*** Opening of TASK MATERIAL ***

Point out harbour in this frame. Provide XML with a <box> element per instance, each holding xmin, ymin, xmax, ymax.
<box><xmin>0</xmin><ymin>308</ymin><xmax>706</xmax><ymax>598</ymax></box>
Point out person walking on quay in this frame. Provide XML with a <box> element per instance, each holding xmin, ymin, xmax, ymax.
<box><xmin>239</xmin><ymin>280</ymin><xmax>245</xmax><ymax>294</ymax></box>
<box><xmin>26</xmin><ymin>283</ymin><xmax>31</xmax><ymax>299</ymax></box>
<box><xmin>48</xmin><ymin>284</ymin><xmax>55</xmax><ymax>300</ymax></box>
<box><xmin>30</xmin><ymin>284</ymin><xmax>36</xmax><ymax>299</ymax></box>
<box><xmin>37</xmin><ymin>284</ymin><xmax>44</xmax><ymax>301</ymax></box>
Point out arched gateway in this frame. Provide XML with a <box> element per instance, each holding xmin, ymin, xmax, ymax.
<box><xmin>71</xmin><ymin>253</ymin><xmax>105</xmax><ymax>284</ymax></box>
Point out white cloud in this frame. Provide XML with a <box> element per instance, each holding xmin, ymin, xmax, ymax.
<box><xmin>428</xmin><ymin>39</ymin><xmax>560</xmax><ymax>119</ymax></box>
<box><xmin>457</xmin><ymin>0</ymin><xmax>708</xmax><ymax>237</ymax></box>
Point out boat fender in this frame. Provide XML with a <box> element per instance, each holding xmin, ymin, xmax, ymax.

*** Close of TASK MATERIAL ***

Write out every entry once more, precisely as it stands.

Point out harbour in this frame. Provide XML with a <box> element per instance, each holding xmin, ymin, xmax, ymax.
<box><xmin>0</xmin><ymin>308</ymin><xmax>706</xmax><ymax>598</ymax></box>
Point out person walking on quay in this frame. Provide XML with a <box> element per instance, each holding xmin, ymin, xmax, ymax.
<box><xmin>239</xmin><ymin>280</ymin><xmax>245</xmax><ymax>294</ymax></box>
<box><xmin>26</xmin><ymin>283</ymin><xmax>31</xmax><ymax>299</ymax></box>
<box><xmin>48</xmin><ymin>284</ymin><xmax>55</xmax><ymax>300</ymax></box>
<box><xmin>30</xmin><ymin>284</ymin><xmax>36</xmax><ymax>299</ymax></box>
<box><xmin>37</xmin><ymin>284</ymin><xmax>44</xmax><ymax>301</ymax></box>
Point out arched gateway in this frame. Provide XML with a <box> element per instance, each holding xmin, ymin, xmax, ymax.
<box><xmin>71</xmin><ymin>253</ymin><xmax>105</xmax><ymax>284</ymax></box>
Point out white cloud in this frame. Provide XML with a <box> element per instance, each holding xmin, ymin, xmax, ymax.
<box><xmin>428</xmin><ymin>39</ymin><xmax>560</xmax><ymax>119</ymax></box>
<box><xmin>457</xmin><ymin>0</ymin><xmax>708</xmax><ymax>237</ymax></box>
Point out boat fender in this frame. Provide XML with a <box> element per instance, each holding xmin, ymin, xmax, ymax.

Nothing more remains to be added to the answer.